Excerpted text ->
Public Memory as “Provocation” and Imagination

Among the earliest statements of goals for public history—and definitions of the difference between academic and popular history—were Freeman Tilden’s 1957 “principles of interpretation,” written for the National Park Service. These principles included, among other points: “Any interpretation that does not somehow relate what is being displayed or described to something within the personality or experience of the visitor will be sterile”; “The chief aim of interpretation is not instruction, but provocation”; and “Interpretation should aim to present a whole rather than a part, and must address itself to the whole man.” Decades before academics began to talk about memory, let alone to bemoan heritage, Tilden encouraged public historians to make the past “a living reality” that is “peopled” with characters who inspire empathy from the modern public, to engage in a kind of interpretation that would “provoke in the mind of the hearer the questions, ‘What would I have done under similar circumstances? What would have been my fate?’”33

This is what Robert Archibald calls “historical imagination” and what David Glassberg calls a “sense of history,” an “intersection of the intimate and the historical.”34 As Glassberg explains, “The personal and experiential take precedence over the global and the abstract. . . . An orientation to the history of one’s place, to one’s family, to one’s region perhaps constitutes the greatest difference between the history that Americans live and experience and the history practiced by professional historians.” Through public history, he writes, “we invite ancestors whom we never met to enter our lives imaginatively through stories and pictures.”35 It is worth noting that those people “we never met” are nevertheless often known to us, not merely figments of our imagination, and our connection to them often is based on geographic or genealogical realities. Especially in the case of local museums or historical events, the typical “visitor” either is what Bella Dicks describes as “an interested journeyer through a family past” or is inspired by a feeling of “place memory.”36

These imaginative connections are enhanced, not diminished, by the local nature of the site and by interpretation provided by local people, even though they are not likely to be professional historians. When Roy Rosenzweig and David Thelen polled eight hundred Americans about what history means to them, respondents said that they were most inspired by—and tended to most believe as true—knowledge of the past gained either through their own personal experiences or recounted to them by eyewitnesses who are family or community members.37 Many of the places I visited in researching this book were staffed largely, or sometimes entirely, by volunteers, who also constitute the great majority of reenactors, or “living history interpreters,” at special events. Several directors of sites with state or even federal funding told me that they nevertheless could not exist without volunteers. Moreover, one said, “The volunteers are our most important visitors.”38

The sensory experience of place contributes to local people’s perception of historical truth. Harold “Kip” Hagan, superintendent of the Steamtown National Historic Site in Scranton (a railroad museum), remembers what he observed on one tour group: “An old man was choking up and said to his wife, ‘I haven’t smelled those smells in forty years.’ Ours is a live backshop. . . . For some of these older folks to come back and witness that, it’s really moving for them, and to be able to tell their kids, ‘Hey, this is the way it was,’ that really matters.”39

This anecdote offers one answer to the questions raised by Ronald Grele three decades ago in his essay titled “Whose Public? Whose History? What Is the Goal of a Public Historian?” His own answer, at the time, was that the goal “should be to help members of the public do their own history,” becoming “a new group of historical workers interpreting the past of heretofore ignored classes of people.”40 A similar sentiment was embraced by the participants in a 1990 conference at the American Folklife Center, which addressed what was then perceived as a need for heritage projects “away from a top-down, prescriptive approach to heritage planning toward an approach more open and responsive to grass-roots cultural concerns.”41

In their privileging of public memory and the lived experiences of local people, writes Amy Levin, local historic sites and museums “may ultimately tell scholars more about contemporary life than all the branches of the Smithsonian put together.”42 Local historians usually are well aware of the differences between their interpretation and that of history textbooks, and they are open about their intent. Many of the people I met in the state’s many small historical sites are local historians who are overtly proud of their town and emotionally connected to the departed industry they either mourn or celebrate (or sometimes both). The work they do, usually unpaid, illustrates historian Carol Kammen’s reminder that “the word ‘amateur’ comes . . . from the Latin amator, meaning ‘to love.’ An amateur historian is one who loves history.”43 While these people often possess a wealth of knowledge about the local past, they do not pretend to be objective, and their definitions of historical truth often depart from those of academics.

Task instructions -> In the public history passage, what do Freeman Tilden's principles name as the chief aim of interpretation? Rely only on the public history passage.

Information supplied ->
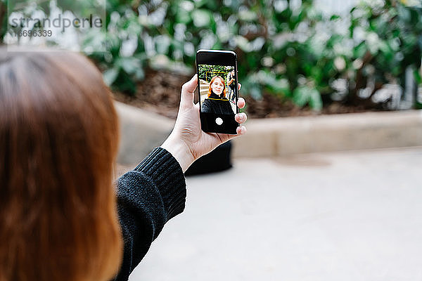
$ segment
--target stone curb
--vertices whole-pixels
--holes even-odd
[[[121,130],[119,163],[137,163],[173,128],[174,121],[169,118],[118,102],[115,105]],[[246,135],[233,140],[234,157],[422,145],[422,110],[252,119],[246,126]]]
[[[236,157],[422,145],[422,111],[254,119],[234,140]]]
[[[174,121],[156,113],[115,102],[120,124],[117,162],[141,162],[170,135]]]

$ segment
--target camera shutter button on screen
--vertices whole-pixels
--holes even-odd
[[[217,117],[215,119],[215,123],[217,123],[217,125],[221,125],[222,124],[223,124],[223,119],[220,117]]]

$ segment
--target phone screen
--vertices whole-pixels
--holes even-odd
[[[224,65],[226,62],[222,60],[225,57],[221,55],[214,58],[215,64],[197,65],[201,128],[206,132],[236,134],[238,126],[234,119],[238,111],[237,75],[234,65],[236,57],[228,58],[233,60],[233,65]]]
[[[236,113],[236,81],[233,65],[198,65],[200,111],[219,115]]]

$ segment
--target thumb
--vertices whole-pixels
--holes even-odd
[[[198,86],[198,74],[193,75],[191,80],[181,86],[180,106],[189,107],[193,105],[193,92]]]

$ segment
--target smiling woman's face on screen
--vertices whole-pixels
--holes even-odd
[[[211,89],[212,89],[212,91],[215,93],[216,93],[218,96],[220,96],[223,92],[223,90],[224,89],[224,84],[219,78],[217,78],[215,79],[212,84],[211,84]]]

The reply -> Provocation, not instruction.